Records from a dataset:
──────────
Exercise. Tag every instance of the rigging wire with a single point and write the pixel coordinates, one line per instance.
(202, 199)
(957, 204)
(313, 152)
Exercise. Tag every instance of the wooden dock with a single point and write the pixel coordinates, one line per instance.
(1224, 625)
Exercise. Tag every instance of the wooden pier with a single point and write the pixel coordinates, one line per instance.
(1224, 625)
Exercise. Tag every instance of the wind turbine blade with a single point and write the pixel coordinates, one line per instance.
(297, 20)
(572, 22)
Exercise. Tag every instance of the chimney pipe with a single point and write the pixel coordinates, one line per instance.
──────────
Copy each line, exactly, that falls between the line containing "Exercise. Tag every instance of the wind" and the end of the entries, both included.

§ **FINAL ANSWER**
Exercise. Tag every instance of the wind turbine blade with a single point and write the pixel coordinates, one line per instance.
(297, 20)
(572, 22)
Exercise. Tag every instance of the chimney pipe with a single point and write the pixel coordinates, one line per instance.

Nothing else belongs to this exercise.